# [Dataset excerpts on object pointing]
============

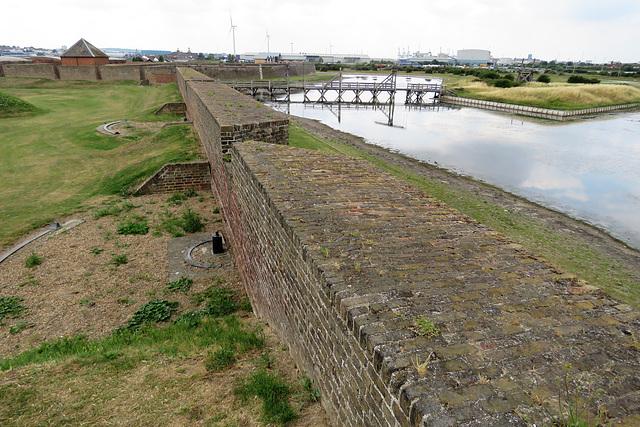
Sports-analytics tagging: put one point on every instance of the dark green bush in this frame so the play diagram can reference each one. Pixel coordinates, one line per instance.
(582, 79)
(543, 78)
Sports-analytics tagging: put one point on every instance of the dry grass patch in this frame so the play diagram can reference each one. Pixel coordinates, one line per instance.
(556, 95)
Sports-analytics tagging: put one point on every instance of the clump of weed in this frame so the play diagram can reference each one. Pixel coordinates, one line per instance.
(274, 393)
(33, 260)
(311, 393)
(11, 306)
(191, 221)
(425, 327)
(183, 284)
(135, 226)
(220, 359)
(153, 311)
(118, 260)
(20, 326)
(178, 197)
(114, 209)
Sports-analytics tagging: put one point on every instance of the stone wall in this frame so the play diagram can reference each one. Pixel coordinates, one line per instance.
(174, 177)
(228, 114)
(402, 310)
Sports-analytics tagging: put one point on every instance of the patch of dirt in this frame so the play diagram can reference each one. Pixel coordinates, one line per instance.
(79, 290)
(596, 239)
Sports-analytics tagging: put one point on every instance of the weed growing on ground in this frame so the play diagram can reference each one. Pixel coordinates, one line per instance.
(153, 311)
(425, 327)
(220, 359)
(191, 222)
(33, 260)
(11, 306)
(311, 394)
(135, 226)
(575, 410)
(118, 260)
(20, 326)
(114, 209)
(183, 284)
(274, 393)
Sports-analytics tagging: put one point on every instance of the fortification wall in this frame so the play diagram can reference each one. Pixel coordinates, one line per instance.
(154, 73)
(40, 71)
(401, 309)
(253, 71)
(178, 177)
(159, 74)
(120, 72)
(78, 72)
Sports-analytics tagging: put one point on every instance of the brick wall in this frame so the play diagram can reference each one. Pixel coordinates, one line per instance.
(78, 72)
(178, 177)
(343, 259)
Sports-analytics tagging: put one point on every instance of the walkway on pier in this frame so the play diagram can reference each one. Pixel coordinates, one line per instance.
(337, 90)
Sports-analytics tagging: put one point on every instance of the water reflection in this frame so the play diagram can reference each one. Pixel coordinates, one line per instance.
(589, 169)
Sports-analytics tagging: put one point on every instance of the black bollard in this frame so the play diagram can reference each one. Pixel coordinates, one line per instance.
(217, 243)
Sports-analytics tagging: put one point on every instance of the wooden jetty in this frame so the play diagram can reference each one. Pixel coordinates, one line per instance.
(339, 91)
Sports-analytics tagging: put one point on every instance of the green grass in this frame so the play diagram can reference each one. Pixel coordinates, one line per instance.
(53, 163)
(569, 253)
(12, 106)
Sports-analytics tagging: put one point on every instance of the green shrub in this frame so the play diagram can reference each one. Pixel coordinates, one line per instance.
(543, 78)
(581, 79)
(135, 226)
(153, 311)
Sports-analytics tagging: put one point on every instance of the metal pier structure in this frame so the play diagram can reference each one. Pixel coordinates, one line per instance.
(338, 91)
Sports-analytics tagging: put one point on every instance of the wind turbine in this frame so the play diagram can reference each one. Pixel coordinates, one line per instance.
(233, 29)
(267, 39)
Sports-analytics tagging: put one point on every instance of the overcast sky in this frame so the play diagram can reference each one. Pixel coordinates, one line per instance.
(596, 30)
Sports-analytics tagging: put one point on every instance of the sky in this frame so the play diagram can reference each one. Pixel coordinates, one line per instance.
(562, 30)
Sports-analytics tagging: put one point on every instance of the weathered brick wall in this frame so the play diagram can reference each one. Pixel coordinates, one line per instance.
(343, 259)
(253, 71)
(225, 116)
(78, 72)
(40, 71)
(120, 72)
(178, 177)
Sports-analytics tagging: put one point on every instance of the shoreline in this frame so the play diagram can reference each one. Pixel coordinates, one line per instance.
(596, 256)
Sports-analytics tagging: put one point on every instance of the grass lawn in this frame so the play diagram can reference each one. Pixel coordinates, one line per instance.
(53, 162)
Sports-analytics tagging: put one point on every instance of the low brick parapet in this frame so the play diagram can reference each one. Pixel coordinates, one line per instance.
(343, 260)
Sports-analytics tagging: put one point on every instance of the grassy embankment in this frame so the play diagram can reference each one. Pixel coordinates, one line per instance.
(53, 162)
(569, 253)
(559, 96)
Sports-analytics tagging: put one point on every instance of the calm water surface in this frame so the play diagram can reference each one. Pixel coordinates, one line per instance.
(589, 169)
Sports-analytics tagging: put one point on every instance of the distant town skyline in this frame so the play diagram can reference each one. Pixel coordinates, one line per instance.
(568, 30)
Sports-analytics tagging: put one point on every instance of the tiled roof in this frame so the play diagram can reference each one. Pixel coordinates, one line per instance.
(84, 49)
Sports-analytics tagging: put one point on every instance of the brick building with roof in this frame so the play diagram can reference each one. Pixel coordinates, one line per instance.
(84, 53)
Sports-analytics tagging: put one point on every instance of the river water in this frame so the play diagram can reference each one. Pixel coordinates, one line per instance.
(588, 169)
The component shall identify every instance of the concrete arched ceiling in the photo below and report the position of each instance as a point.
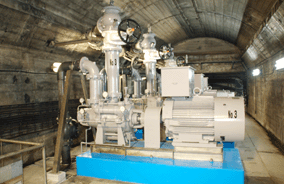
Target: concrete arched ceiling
(203, 46)
(33, 23)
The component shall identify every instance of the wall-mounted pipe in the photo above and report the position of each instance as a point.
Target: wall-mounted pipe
(68, 65)
(137, 83)
(94, 76)
(69, 130)
(103, 75)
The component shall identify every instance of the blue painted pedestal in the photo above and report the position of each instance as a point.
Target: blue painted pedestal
(159, 170)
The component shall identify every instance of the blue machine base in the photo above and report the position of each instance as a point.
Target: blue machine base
(159, 170)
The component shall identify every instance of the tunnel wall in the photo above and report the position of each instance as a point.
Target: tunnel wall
(266, 91)
(266, 99)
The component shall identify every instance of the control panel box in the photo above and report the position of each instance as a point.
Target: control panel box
(177, 81)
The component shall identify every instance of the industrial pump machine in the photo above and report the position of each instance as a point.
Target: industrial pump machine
(185, 124)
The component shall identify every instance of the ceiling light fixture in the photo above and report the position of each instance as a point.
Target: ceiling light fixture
(55, 66)
(256, 72)
(279, 64)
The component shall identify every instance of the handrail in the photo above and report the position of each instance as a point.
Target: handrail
(21, 151)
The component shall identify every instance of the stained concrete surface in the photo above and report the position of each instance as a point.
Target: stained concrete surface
(263, 162)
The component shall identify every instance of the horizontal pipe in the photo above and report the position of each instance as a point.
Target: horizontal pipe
(58, 44)
(20, 151)
(21, 142)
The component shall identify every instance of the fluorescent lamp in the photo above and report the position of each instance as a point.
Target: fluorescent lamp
(55, 66)
(255, 72)
(279, 64)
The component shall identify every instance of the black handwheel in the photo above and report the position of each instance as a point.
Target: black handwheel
(165, 52)
(129, 31)
(180, 60)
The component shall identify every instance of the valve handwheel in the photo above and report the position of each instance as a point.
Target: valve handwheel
(165, 52)
(180, 60)
(129, 31)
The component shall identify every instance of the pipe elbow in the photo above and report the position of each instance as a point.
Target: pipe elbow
(88, 66)
(136, 75)
(103, 71)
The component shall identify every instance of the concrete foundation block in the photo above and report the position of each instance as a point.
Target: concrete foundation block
(56, 178)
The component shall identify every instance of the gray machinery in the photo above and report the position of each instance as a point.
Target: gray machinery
(115, 120)
(192, 121)
(192, 113)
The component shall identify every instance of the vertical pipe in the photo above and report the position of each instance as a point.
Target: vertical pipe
(95, 90)
(112, 69)
(151, 78)
(44, 164)
(2, 153)
(103, 79)
(23, 163)
(137, 89)
(61, 75)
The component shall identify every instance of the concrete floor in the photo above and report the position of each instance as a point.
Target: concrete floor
(263, 162)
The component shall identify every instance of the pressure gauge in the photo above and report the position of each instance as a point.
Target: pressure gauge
(81, 100)
(82, 111)
(122, 108)
(105, 94)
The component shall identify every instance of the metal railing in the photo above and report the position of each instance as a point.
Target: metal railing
(21, 151)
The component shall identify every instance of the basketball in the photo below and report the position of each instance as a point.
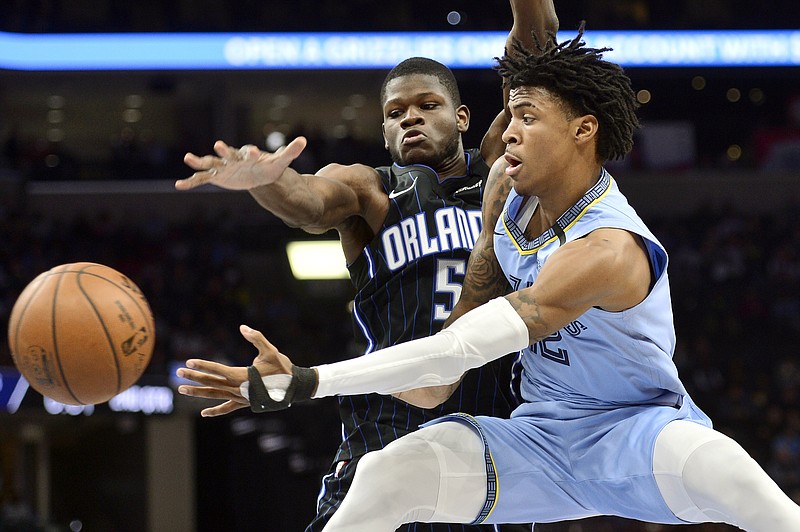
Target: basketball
(81, 333)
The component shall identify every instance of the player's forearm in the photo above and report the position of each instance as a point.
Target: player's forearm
(429, 397)
(480, 336)
(292, 200)
(532, 17)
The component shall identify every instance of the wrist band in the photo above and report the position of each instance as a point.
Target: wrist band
(304, 381)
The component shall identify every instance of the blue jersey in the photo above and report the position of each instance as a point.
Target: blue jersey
(597, 392)
(593, 361)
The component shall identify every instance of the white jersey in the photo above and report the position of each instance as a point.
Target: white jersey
(601, 358)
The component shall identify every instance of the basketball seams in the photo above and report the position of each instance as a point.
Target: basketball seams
(106, 332)
(56, 354)
(21, 315)
(49, 303)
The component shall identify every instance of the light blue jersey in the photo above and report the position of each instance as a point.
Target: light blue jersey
(597, 392)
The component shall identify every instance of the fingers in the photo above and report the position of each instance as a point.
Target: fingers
(212, 373)
(291, 151)
(256, 338)
(220, 410)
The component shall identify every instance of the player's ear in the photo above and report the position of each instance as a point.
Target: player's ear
(462, 118)
(585, 128)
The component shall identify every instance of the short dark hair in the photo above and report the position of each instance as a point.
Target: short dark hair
(584, 81)
(428, 67)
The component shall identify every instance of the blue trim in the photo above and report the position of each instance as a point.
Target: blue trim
(373, 50)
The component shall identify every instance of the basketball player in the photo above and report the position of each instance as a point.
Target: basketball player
(607, 427)
(406, 232)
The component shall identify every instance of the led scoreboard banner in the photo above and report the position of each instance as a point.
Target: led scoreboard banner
(265, 51)
(16, 395)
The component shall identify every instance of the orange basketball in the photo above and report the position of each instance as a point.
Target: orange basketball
(81, 333)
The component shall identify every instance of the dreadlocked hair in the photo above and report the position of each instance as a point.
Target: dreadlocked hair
(581, 79)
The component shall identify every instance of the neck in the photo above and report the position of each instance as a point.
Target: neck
(552, 206)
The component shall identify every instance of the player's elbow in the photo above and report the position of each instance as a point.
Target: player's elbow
(429, 397)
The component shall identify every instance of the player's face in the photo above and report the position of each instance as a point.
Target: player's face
(540, 141)
(420, 123)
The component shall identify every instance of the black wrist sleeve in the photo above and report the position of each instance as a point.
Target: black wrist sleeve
(302, 385)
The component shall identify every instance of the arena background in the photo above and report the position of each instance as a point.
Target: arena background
(86, 170)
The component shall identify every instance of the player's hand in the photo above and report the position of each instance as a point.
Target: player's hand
(239, 169)
(222, 382)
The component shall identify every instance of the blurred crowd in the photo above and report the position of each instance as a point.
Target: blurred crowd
(735, 281)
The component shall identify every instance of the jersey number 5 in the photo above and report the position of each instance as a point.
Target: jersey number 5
(443, 283)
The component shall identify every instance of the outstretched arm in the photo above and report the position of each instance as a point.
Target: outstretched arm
(609, 269)
(531, 17)
(483, 280)
(315, 203)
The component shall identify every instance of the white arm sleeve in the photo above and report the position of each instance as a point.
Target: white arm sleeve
(479, 336)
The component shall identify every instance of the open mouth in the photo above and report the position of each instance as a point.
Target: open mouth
(513, 164)
(413, 137)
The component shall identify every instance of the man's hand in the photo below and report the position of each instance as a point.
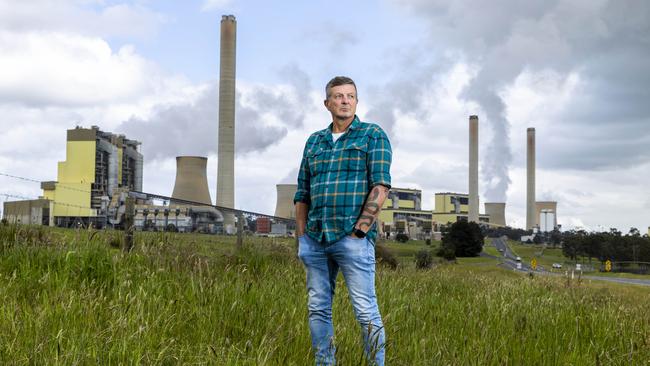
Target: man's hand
(371, 209)
(301, 218)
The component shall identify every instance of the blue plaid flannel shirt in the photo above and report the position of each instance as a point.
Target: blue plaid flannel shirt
(335, 178)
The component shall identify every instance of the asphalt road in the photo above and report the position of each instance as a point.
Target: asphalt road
(509, 261)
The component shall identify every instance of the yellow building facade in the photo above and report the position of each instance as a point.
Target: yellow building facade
(451, 207)
(96, 163)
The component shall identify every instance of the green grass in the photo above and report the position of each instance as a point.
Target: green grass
(68, 297)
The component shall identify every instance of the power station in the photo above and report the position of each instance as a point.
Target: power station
(101, 169)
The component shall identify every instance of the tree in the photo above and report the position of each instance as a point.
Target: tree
(465, 238)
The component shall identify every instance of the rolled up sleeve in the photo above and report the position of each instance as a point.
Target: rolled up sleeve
(380, 157)
(302, 192)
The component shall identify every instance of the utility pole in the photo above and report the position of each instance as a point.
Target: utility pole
(128, 224)
(240, 231)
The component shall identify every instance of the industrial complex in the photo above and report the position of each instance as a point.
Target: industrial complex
(103, 169)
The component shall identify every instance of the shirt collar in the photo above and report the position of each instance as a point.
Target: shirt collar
(353, 126)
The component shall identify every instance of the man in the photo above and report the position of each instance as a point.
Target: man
(343, 181)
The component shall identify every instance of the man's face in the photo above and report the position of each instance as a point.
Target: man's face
(342, 101)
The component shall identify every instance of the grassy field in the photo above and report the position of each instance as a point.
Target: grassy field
(72, 297)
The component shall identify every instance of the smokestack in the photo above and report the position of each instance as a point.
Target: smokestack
(497, 212)
(284, 206)
(226, 151)
(530, 179)
(191, 179)
(473, 169)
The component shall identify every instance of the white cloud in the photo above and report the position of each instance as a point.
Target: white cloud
(82, 17)
(209, 5)
(45, 69)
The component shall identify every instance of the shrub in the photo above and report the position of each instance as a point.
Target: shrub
(402, 238)
(423, 259)
(465, 237)
(384, 256)
(447, 252)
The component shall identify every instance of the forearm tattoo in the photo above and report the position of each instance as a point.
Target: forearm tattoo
(372, 207)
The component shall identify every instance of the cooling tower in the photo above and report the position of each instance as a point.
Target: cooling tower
(473, 169)
(531, 222)
(191, 179)
(284, 206)
(226, 148)
(497, 212)
(546, 215)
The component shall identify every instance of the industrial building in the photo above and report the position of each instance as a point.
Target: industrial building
(402, 213)
(97, 164)
(34, 212)
(451, 207)
(546, 215)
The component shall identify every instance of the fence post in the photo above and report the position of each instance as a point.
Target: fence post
(128, 224)
(240, 231)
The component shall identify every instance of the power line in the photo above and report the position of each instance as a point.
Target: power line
(58, 185)
(7, 195)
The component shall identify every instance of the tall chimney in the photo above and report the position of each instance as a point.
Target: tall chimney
(191, 179)
(530, 179)
(226, 150)
(473, 169)
(497, 213)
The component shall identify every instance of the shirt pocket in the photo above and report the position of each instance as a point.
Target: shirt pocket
(355, 155)
(316, 160)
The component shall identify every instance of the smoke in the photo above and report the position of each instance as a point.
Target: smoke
(606, 42)
(263, 116)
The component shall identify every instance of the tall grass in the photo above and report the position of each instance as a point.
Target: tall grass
(69, 297)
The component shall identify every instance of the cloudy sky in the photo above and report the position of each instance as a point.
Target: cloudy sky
(576, 70)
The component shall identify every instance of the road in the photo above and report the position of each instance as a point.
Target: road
(509, 261)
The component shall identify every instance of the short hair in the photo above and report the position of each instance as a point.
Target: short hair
(337, 81)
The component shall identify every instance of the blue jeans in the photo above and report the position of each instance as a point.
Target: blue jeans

============

# [Work to complete]
Replace "component" with "module" in the records, from the line with "The component shall identify every instance of the cloudy" through the end of the records, and return only those lines with everything else unchanged.

# [Complete answer]
The module shall identify every instance of the cloudy sky in the photo above and report the position of each instance as a point.
Target: cloudy sky
(576, 70)
The module shall identify every instance of the road in the photo above and report the position of each instance as a point.
Target: road
(509, 261)
The module shall identify every instance of the short hair in the photo above and report the position of each instance as a point.
Target: short hair
(337, 81)
The module shall identify every instance of the blue jeans in the photo above and report the position of each instance as a point.
Target: blue jeans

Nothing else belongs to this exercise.